From the entries below, list each line with "wooden".

##########

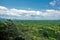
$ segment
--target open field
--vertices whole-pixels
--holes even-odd
[[[0,38],[6,40],[60,40],[60,20],[0,21]]]

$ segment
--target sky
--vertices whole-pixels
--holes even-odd
[[[0,17],[21,20],[60,20],[60,0],[0,0]]]

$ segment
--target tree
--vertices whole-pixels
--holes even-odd
[[[0,39],[10,40],[18,36],[16,25],[11,20],[0,21]],[[11,39],[11,40],[12,40]]]

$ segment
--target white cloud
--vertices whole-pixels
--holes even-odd
[[[35,11],[35,10],[21,10],[15,8],[6,8],[0,6],[0,17],[3,18],[16,18],[16,19],[60,19],[60,10],[45,10]]]
[[[55,0],[53,0],[52,2],[50,2],[49,3],[50,5],[52,5],[52,6],[55,6],[56,5],[56,1]]]
[[[58,5],[60,5],[60,0],[52,0],[49,4],[51,6],[58,6]]]

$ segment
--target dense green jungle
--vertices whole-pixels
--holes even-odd
[[[60,40],[60,20],[0,20],[0,40]]]

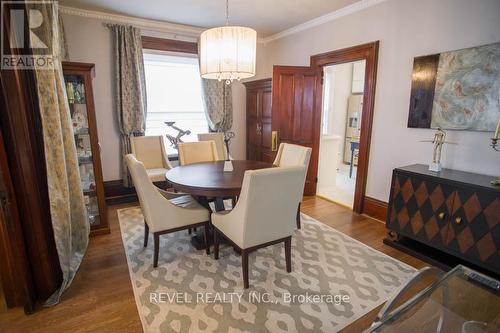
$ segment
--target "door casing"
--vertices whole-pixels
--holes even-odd
[[[352,46],[311,56],[311,67],[322,71],[324,66],[343,64],[353,61],[365,60],[365,86],[363,93],[363,116],[361,119],[361,135],[359,139],[359,157],[356,173],[356,186],[354,192],[353,211],[363,213],[365,201],[366,180],[368,176],[368,161],[370,155],[370,141],[372,134],[373,111],[375,102],[375,86],[377,81],[379,41]],[[317,89],[316,113],[321,114],[322,94],[321,87]],[[317,123],[315,133],[320,136],[321,122]],[[318,165],[315,166],[316,168]],[[317,171],[316,171],[317,172]]]

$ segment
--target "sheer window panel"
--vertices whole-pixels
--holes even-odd
[[[175,136],[177,132],[166,121],[175,121],[177,127],[191,131],[182,137],[186,142],[197,141],[198,133],[208,132],[197,58],[145,51],[144,69],[148,101],[146,135]],[[166,143],[168,154],[177,154],[168,140]]]

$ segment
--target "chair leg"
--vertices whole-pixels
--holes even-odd
[[[297,207],[297,229],[300,229],[300,202],[299,202],[299,207]]]
[[[149,238],[149,226],[146,223],[146,221],[144,221],[144,247],[148,246],[148,238]]]
[[[248,289],[248,250],[241,250],[241,268],[243,270],[243,287]]]
[[[210,231],[210,225],[207,222],[205,223],[205,252],[207,255],[210,254],[210,242],[208,240],[208,237],[210,236],[209,231]]]
[[[286,271],[290,273],[292,271],[292,237],[285,239],[285,260],[286,260]]]
[[[219,259],[219,232],[214,228],[214,258]]]
[[[234,207],[236,207],[236,202],[238,201],[238,199],[236,197],[232,197],[231,198],[231,206],[233,206],[233,209]]]
[[[153,259],[153,267],[158,267],[158,252],[160,252],[160,235],[158,233],[154,233],[154,259]]]
[[[192,232],[193,232],[193,230],[191,230],[191,228],[188,228],[188,234],[191,235]]]

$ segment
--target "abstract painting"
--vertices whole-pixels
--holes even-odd
[[[417,57],[408,127],[494,131],[500,118],[500,43]]]

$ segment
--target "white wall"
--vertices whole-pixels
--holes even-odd
[[[97,116],[97,131],[101,144],[103,178],[121,178],[120,132],[114,109],[113,41],[104,22],[95,18],[62,14],[71,61],[95,64],[93,80]],[[233,128],[236,137],[231,143],[231,155],[244,159],[246,155],[245,87],[233,83]]]
[[[387,201],[392,169],[428,164],[433,130],[408,129],[413,58],[500,41],[498,0],[387,0],[323,25],[269,42],[257,77],[272,65],[309,65],[311,55],[380,41],[375,114],[366,194]],[[491,133],[448,131],[445,167],[500,174]]]
[[[120,131],[113,102],[111,33],[100,20],[64,14],[62,18],[70,60],[95,64],[92,84],[103,178],[105,181],[120,179]]]
[[[331,80],[330,101],[328,103],[328,134],[344,138],[347,105],[352,90],[352,63],[327,66],[325,78]]]

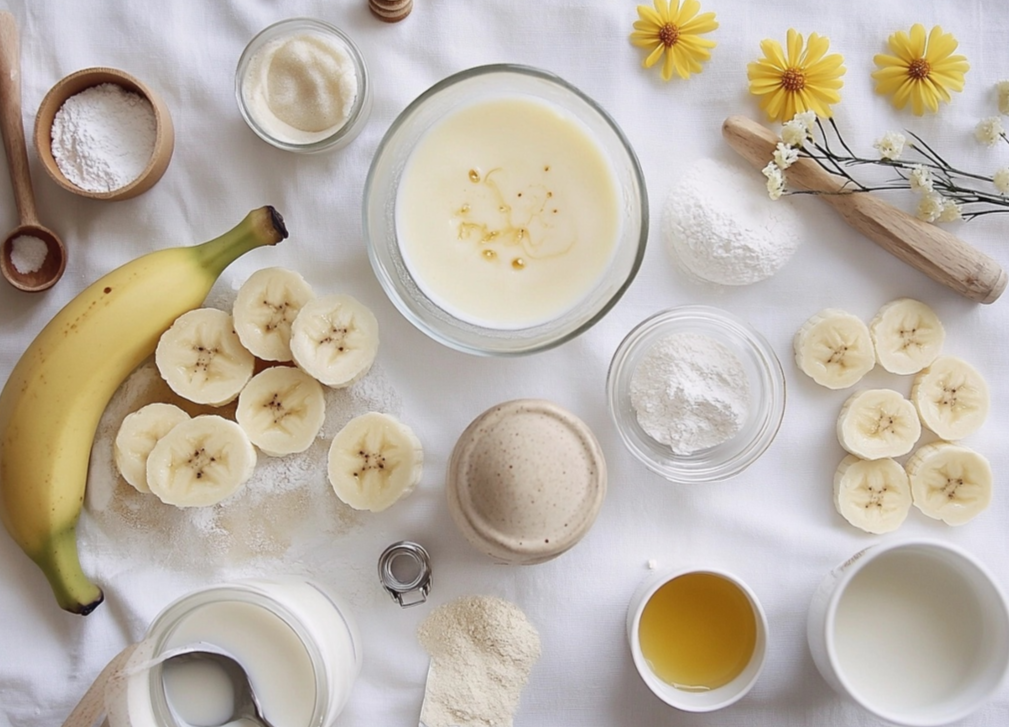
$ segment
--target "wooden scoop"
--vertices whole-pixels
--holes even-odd
[[[722,136],[733,149],[763,169],[780,139],[765,126],[744,116],[730,116]],[[983,252],[928,222],[912,217],[872,194],[843,192],[844,179],[824,170],[812,159],[800,158],[785,175],[793,188],[823,192],[820,199],[845,222],[936,282],[979,303],[993,303],[1002,295],[1009,276]],[[840,192],[840,194],[839,194]]]

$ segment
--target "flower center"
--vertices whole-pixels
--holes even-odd
[[[932,66],[928,64],[924,58],[915,58],[911,61],[911,65],[907,67],[907,73],[911,78],[916,81],[920,81],[923,78],[928,78],[929,72],[932,70]]]
[[[786,91],[801,91],[806,87],[806,74],[800,68],[786,68],[781,74],[781,85]]]
[[[680,29],[672,23],[666,23],[659,28],[659,40],[662,41],[662,45],[666,46],[666,48],[672,48],[679,39]]]

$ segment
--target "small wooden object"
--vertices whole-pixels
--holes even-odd
[[[8,12],[0,12],[0,129],[3,131],[7,167],[17,205],[19,223],[0,245],[0,272],[18,290],[38,293],[48,290],[67,266],[66,249],[55,232],[39,223],[32,190],[25,129],[21,121],[21,44],[17,23]],[[42,240],[46,256],[33,272],[21,272],[14,265],[14,241],[22,236]]]
[[[758,169],[771,161],[778,137],[744,116],[730,116],[722,124],[729,146]],[[797,189],[822,192],[845,222],[936,282],[979,303],[993,303],[1009,282],[992,258],[958,237],[866,193],[845,193],[845,180],[824,170],[812,159],[800,158],[785,175]]]
[[[137,644],[130,644],[105,665],[74,707],[74,711],[63,722],[63,727],[96,727],[105,718],[105,685],[116,672],[126,666],[136,648]]]
[[[372,14],[385,23],[398,23],[413,10],[413,0],[368,0]]]

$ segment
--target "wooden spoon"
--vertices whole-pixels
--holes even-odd
[[[745,116],[730,116],[722,124],[729,146],[758,169],[764,168],[780,139],[767,127]],[[844,179],[814,160],[800,158],[785,175],[797,189],[817,195],[845,222],[887,252],[936,282],[979,303],[993,303],[1002,295],[1009,276],[992,258],[940,227],[864,193],[845,193]]]
[[[105,665],[88,691],[81,697],[81,701],[77,703],[77,706],[63,722],[63,727],[95,727],[100,720],[106,717],[105,685],[114,674],[126,666],[126,662],[133,656],[137,646],[139,644],[130,644]]]
[[[25,130],[21,123],[21,45],[14,16],[0,12],[0,131],[14,188],[20,224],[0,248],[0,272],[18,290],[37,293],[56,284],[67,266],[66,248],[56,233],[39,223],[28,168]],[[45,243],[46,254],[38,270],[22,272],[15,265],[14,241],[34,237]]]

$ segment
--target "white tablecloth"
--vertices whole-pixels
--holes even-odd
[[[932,536],[968,549],[1009,586],[1009,349],[1000,339],[1009,331],[1009,302],[979,306],[960,298],[808,198],[797,201],[807,222],[805,244],[778,275],[749,287],[687,280],[660,234],[663,200],[688,165],[702,156],[733,158],[720,124],[734,113],[756,117],[746,64],[759,56],[761,39],[783,41],[789,27],[827,35],[831,49],[844,55],[848,71],[836,114],[856,148],[871,151],[885,131],[909,128],[965,168],[991,173],[1009,163],[1005,145],[987,149],[973,139],[977,120],[996,113],[995,82],[1009,77],[1004,3],[705,0],[721,24],[712,35],[718,47],[702,74],[670,83],[661,82],[657,69],[641,69],[641,52],[628,42],[636,19],[632,0],[416,0],[413,14],[395,25],[373,18],[365,0],[10,0],[7,6],[22,33],[26,125],[59,78],[109,65],[163,94],[177,142],[161,182],[119,203],[57,188],[31,153],[41,217],[64,237],[70,259],[63,280],[47,293],[0,285],[0,381],[46,321],[87,283],[141,253],[213,237],[262,204],[284,214],[291,239],[235,263],[224,285],[260,267],[283,265],[302,272],[317,291],[360,298],[379,318],[379,366],[402,398],[401,414],[423,440],[427,462],[410,500],[364,518],[327,546],[331,557],[321,553],[311,561],[310,575],[351,600],[363,634],[364,668],[339,718],[342,727],[416,724],[427,668],[416,626],[432,606],[473,593],[516,602],[542,634],[543,656],[516,716],[523,727],[876,724],[829,689],[807,651],[805,612],[821,577],[873,542]],[[371,69],[371,120],[335,154],[273,149],[253,135],[236,108],[234,68],[245,43],[267,24],[298,15],[345,29]],[[938,116],[921,119],[875,96],[869,76],[888,34],[915,22],[952,31],[971,62],[964,92]],[[621,302],[576,340],[514,360],[456,353],[413,329],[379,287],[361,236],[365,174],[396,114],[446,75],[492,62],[545,68],[597,99],[635,146],[652,203],[648,252]],[[0,228],[9,229],[15,211],[6,176],[0,199]],[[912,204],[910,196],[893,199]],[[953,229],[1009,265],[1007,224],[989,217]],[[831,504],[832,475],[842,457],[834,418],[847,394],[821,389],[797,371],[791,337],[820,308],[841,307],[868,319],[903,295],[935,308],[948,330],[946,350],[971,361],[992,386],[991,416],[968,444],[990,458],[996,493],[991,508],[963,527],[948,528],[915,512],[897,534],[877,538],[851,528]],[[745,473],[720,484],[674,485],[651,474],[623,448],[606,408],[606,370],[621,338],[646,316],[685,303],[719,306],[748,319],[772,343],[787,378],[776,441]],[[905,392],[910,386],[906,377],[878,372],[868,383]],[[533,567],[496,566],[453,526],[442,493],[445,464],[473,417],[495,403],[530,396],[557,401],[595,430],[610,488],[594,528],[572,551]],[[378,553],[402,538],[425,544],[435,568],[429,604],[405,611],[380,591],[374,576]],[[648,574],[649,559],[660,566],[690,559],[727,568],[762,600],[771,634],[767,665],[740,703],[710,715],[681,714],[638,678],[624,612]],[[86,553],[84,561],[103,579],[107,600],[81,618],[56,607],[35,566],[0,535],[0,725],[60,723],[110,657],[142,636],[170,600],[208,582],[166,570],[141,552],[115,564],[103,563],[101,553]],[[963,724],[1009,724],[1009,687]]]

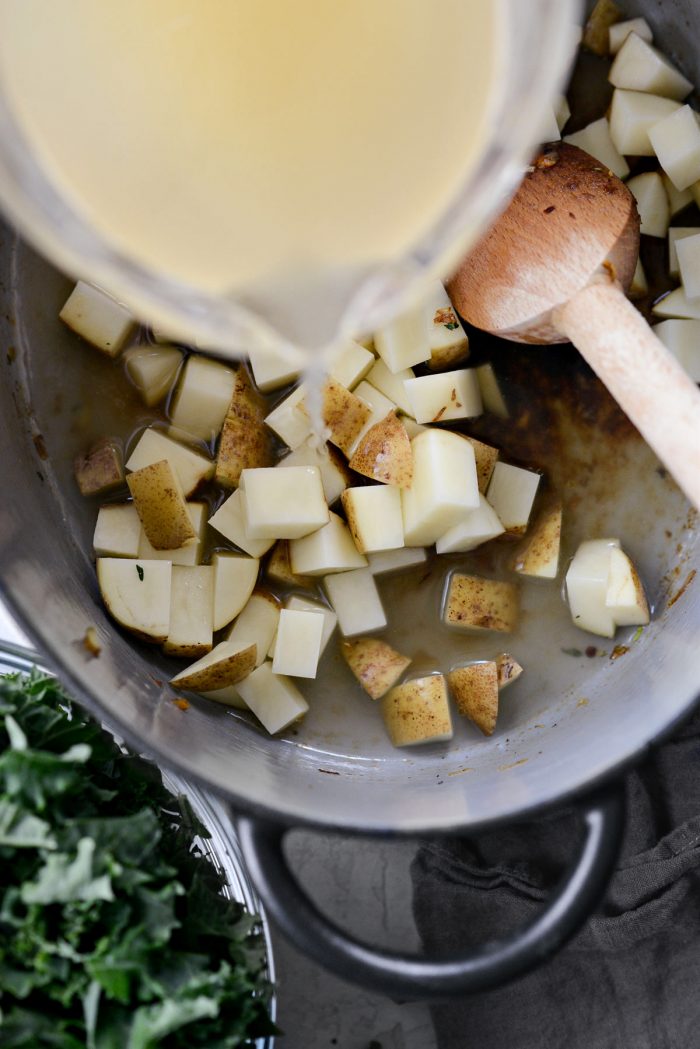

##########

▶ **Finished exercise**
--target "wooden scoop"
--target "small wooden object"
--target "wooden spoon"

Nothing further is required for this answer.